*Work task*: Without any omission, reproduce the records that follow.

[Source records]
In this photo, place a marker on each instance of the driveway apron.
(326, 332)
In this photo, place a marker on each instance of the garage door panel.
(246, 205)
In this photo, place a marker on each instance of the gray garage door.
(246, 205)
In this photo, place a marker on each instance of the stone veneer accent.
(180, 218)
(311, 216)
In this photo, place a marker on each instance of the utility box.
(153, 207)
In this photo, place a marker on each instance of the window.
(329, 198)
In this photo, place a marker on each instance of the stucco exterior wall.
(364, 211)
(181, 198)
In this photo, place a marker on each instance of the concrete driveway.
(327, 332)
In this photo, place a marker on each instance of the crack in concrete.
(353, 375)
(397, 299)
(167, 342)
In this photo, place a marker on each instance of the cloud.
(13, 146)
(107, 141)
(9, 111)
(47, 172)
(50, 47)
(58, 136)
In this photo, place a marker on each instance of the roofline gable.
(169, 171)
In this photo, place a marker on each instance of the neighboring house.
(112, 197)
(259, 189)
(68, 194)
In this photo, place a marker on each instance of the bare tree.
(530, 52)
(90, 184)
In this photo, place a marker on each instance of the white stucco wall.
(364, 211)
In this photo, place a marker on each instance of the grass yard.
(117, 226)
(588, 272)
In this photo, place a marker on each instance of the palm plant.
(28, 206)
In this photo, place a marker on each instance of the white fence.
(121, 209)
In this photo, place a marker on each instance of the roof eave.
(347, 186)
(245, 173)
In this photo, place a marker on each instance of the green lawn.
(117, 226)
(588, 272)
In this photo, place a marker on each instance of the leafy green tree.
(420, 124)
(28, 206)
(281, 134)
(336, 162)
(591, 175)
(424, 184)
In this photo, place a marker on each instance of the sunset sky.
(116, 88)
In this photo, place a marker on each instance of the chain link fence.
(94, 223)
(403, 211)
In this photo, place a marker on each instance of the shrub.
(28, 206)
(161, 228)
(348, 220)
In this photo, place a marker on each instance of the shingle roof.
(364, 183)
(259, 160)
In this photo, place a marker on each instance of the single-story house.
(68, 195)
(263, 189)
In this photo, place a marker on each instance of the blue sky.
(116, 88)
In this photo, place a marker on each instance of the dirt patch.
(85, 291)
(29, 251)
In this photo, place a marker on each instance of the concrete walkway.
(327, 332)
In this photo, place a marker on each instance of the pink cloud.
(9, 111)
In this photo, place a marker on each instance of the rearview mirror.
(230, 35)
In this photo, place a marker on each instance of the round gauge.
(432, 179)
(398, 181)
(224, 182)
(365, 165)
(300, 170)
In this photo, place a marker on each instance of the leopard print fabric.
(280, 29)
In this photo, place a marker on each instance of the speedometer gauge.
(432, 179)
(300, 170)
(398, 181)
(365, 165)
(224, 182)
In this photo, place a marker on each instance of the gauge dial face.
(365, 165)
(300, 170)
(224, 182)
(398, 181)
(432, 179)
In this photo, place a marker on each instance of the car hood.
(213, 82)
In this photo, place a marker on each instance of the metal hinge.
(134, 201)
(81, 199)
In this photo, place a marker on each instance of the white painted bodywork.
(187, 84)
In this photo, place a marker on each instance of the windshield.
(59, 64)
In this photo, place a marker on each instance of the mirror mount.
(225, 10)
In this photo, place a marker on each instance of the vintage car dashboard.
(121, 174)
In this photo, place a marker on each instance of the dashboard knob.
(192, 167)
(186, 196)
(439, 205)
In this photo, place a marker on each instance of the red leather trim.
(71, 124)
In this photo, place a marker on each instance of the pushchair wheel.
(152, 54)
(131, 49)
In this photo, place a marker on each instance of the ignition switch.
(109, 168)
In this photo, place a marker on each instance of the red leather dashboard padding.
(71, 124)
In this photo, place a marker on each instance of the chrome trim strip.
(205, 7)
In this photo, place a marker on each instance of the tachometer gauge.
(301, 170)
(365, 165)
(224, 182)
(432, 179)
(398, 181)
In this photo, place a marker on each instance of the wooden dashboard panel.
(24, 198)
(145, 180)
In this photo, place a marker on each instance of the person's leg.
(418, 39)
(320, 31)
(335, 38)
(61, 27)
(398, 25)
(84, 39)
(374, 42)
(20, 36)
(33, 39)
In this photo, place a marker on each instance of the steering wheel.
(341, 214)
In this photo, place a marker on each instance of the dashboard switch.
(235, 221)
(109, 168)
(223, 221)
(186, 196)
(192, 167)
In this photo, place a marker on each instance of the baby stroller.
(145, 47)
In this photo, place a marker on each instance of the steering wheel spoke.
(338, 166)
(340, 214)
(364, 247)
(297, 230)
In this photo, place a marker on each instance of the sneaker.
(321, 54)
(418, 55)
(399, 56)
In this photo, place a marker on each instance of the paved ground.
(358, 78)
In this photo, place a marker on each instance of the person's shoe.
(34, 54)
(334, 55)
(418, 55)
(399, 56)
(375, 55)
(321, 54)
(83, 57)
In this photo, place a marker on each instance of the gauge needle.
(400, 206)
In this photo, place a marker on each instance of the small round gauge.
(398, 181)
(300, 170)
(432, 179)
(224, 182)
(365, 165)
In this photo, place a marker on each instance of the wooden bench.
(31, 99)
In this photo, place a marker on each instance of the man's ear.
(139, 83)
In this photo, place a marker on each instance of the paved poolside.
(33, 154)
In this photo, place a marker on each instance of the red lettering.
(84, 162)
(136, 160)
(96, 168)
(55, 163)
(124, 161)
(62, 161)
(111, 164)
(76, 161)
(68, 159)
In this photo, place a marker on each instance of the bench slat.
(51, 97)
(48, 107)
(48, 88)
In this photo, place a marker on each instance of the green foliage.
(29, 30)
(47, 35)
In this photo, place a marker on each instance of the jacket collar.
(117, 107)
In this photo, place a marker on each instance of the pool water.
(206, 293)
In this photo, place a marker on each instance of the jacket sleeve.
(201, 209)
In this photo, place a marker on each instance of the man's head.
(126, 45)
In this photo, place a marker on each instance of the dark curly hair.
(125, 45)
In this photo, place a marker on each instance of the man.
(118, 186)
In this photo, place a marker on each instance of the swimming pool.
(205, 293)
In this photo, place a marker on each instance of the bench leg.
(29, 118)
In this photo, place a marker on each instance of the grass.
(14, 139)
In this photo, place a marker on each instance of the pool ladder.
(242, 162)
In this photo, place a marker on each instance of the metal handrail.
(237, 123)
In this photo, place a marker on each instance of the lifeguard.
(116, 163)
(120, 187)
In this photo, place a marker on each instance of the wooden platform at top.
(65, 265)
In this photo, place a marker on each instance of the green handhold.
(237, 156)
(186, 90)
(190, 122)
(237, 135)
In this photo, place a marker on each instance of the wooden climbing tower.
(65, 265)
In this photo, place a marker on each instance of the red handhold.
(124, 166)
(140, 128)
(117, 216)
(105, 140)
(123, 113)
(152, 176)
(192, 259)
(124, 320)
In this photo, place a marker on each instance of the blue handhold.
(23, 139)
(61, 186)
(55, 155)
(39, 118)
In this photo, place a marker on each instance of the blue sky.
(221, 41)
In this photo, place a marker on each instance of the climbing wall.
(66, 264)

*Task solution*:
In this photo, place a marker on each instance of the driveway apron.
(326, 332)
In this photo, place a marker on each instance of the garage door panel.
(246, 205)
In this photo, place a marker on each instance of the gray garage door.
(246, 205)
In this photo, place a marker on each instance of the stone veneer accent.
(180, 218)
(311, 216)
In this photo, place a marker on each instance of the utility box.
(153, 207)
In this photo, place a marker on each instance of the window.
(329, 198)
In this photo, place a marker on each instance of the stucco exterior wall.
(364, 211)
(181, 198)
In this photo, place a marker on each instance of the concrete driveway.
(327, 332)
In this photo, place a marker on each instance of the crack in concrete.
(353, 375)
(397, 299)
(167, 342)
In this photo, place a marker on each instance of the cloud.
(13, 146)
(107, 141)
(9, 111)
(47, 172)
(50, 47)
(58, 136)
In this photo, place a marker on each instance of the roofline gable.
(169, 171)
In this photo, place a marker on each instance of the neighboring house.
(112, 197)
(259, 189)
(68, 194)
In this photo, place a marker on each instance of the bare tree.
(530, 52)
(90, 184)
In this photo, place a marker on each instance of the white stucco wall.
(364, 211)
In this photo, place a marker on each instance of the grass yard.
(117, 226)
(588, 272)
In this photo, place a marker on each instance of the palm plant.
(28, 206)
In this photo, place a marker on each instance of the white fence.
(121, 209)
In this photo, place a marker on each instance of the roof eave.
(347, 186)
(245, 173)
In this photo, place a marker on each instance of the green lawn.
(117, 226)
(588, 272)
In this photo, place a marker on each instance of the leafy green tree.
(420, 124)
(28, 206)
(281, 134)
(336, 162)
(591, 175)
(424, 184)
In this photo, place a marker on each instance of the sunset sky.
(116, 88)
In this photo, place a marker on each instance of the chain link fence.
(94, 223)
(403, 211)
In this photo, place a marker on each instance of the shrub.
(28, 206)
(161, 228)
(348, 220)
In this photo, place a marker on each instance of the shingle roof.
(364, 183)
(259, 160)
In this photo, place a marker on each instance of the single-story house.
(68, 195)
(263, 189)
In this photo, place a marker on each instance of the blue sky.
(116, 88)
In this photo, place a marker on each instance of the dirt patch.
(85, 291)
(29, 251)
In this photo, place a marker on each instance of the concrete walkway.
(327, 332)
In this photo, place a marker on each instance of the pink cloud.
(9, 111)
In this photo, place a marker on each instance of the rearview mirror.
(230, 35)
In this photo, place a marker on each instance of the round gauge.
(432, 179)
(398, 181)
(224, 182)
(365, 165)
(300, 170)
In this photo, place a marker on each instance of the leopard print fabric.
(280, 29)
In this photo, place a marker on each instance of the speedometer gauge.
(432, 179)
(300, 170)
(398, 181)
(365, 165)
(224, 182)
In this photo, place a marker on each instance of the gauge dial face.
(365, 165)
(300, 170)
(224, 182)
(398, 181)
(432, 179)
In this photo, place a marker on each instance of the car hood.
(213, 82)
In this photo, place a marker on each instance of the metal hinge.
(134, 201)
(81, 199)
In this photo, place a marker on each instance of the white painted bodywork.
(187, 84)
In this photo, place a marker on each instance of the windshield.
(59, 64)
In this photo, place a marker on each instance of the mirror mount.
(225, 10)
In this photo, place a marker on each instance of the vintage car dashboard.
(121, 174)
In this photo, place a marker on each instance of the dashboard knob.
(192, 167)
(186, 196)
(439, 205)
In this photo, place a marker on each instance of the red leather trim.
(71, 124)
In this photo, place a marker on each instance of the pushchair wheel.
(152, 54)
(131, 49)
In this photo, place a marker on each instance of the ignition switch.
(109, 168)
In this photo, place a marker on each instance of the red leather dashboard padding.
(71, 124)
In this photo, place a marker on each instance of the chrome trim strip.
(205, 7)
In this photo, place a marker on each instance of the tachometer gauge.
(301, 170)
(365, 165)
(224, 182)
(432, 179)
(398, 181)
In this photo, place a marker on each instance of the wooden dashboard panel.
(24, 198)
(145, 180)
In this photo, place a marker on each instance of the person's leg.
(418, 39)
(320, 31)
(335, 38)
(61, 27)
(398, 25)
(84, 39)
(374, 42)
(20, 36)
(33, 39)
In this photo, place a marker on each instance of the steering wheel.
(341, 214)
In this photo, place a marker on each instance of the dashboard switch.
(235, 221)
(109, 168)
(223, 221)
(186, 196)
(192, 167)
In this photo, place a marker on each instance of the baby stroller.
(145, 47)
In this photo, place a marker on each instance of the steering wheel spoke.
(338, 166)
(340, 214)
(364, 247)
(297, 230)
In this photo, place a marker on each instance of the sneaker.
(321, 54)
(418, 55)
(399, 56)
In this photo, place a marker on each instance of the paved ground.
(358, 78)
In this photo, place a marker on each instance of the person's shoe.
(34, 54)
(334, 55)
(418, 55)
(399, 56)
(375, 55)
(321, 54)
(83, 57)
In this photo, place a marker on each instance of the gauge needle.
(400, 206)
In this photo, place a marker on each instance of the small round gauge.
(398, 181)
(300, 170)
(432, 179)
(224, 182)
(365, 165)
In this photo, place a marker on each instance of the wooden bench.
(31, 99)
In this photo, place a marker on each instance of the man's ear.
(139, 83)
In this photo, place a marker on each instance of the paved poolside.
(33, 154)
In this photo, place a marker on each instance of the red lettering.
(84, 162)
(136, 160)
(96, 168)
(55, 163)
(124, 161)
(62, 161)
(111, 164)
(76, 161)
(68, 159)
In this photo, place a marker on each instance of the bench slat.
(51, 97)
(48, 107)
(48, 88)
In this photo, place a marker on each instance of the green foliage.
(29, 30)
(47, 35)
In this photo, place a marker on each instance of the jacket collar.
(117, 107)
In this photo, place a marker on each instance of the pool water.
(206, 293)
In this photo, place a marker on each instance of the jacket sleeve.
(201, 209)
In this photo, place a marker on each instance of the man's head.
(126, 45)
In this photo, place a marker on each instance of the dark curly hair.
(125, 45)
In this photo, place a marker on each instance of the man.
(118, 186)
In this photo, place a marker on each instance of the swimming pool.
(205, 293)
In this photo, place a marker on each instance of the bench leg.
(29, 118)
In this photo, place a marker on each instance of the grass.
(14, 139)
In this photo, place a marker on each instance of the pool ladder.
(242, 162)
In this photo, place a marker on each instance of the metal handrail.
(237, 123)
In this photo, place a marker on each instance of the lifeguard.
(116, 163)
(120, 187)
In this photo, place a marker on each instance of the wooden platform at top.
(65, 265)
In this photo, place a marker on each instance of the green handhold.
(237, 156)
(186, 90)
(190, 122)
(237, 135)
In this photo, place a marker on each instance of the wooden climbing tower.
(65, 265)
In this photo, place a marker on each instance of the red handhold.
(124, 166)
(140, 128)
(117, 216)
(105, 140)
(123, 113)
(152, 176)
(192, 259)
(124, 320)
In this photo, place a marker on each instance of the blue handhold.
(23, 139)
(61, 186)
(55, 155)
(39, 118)
In this photo, place a marker on each instance of the blue sky.
(221, 41)
In this photo, place a marker on each instance of the climbing wall.
(66, 264)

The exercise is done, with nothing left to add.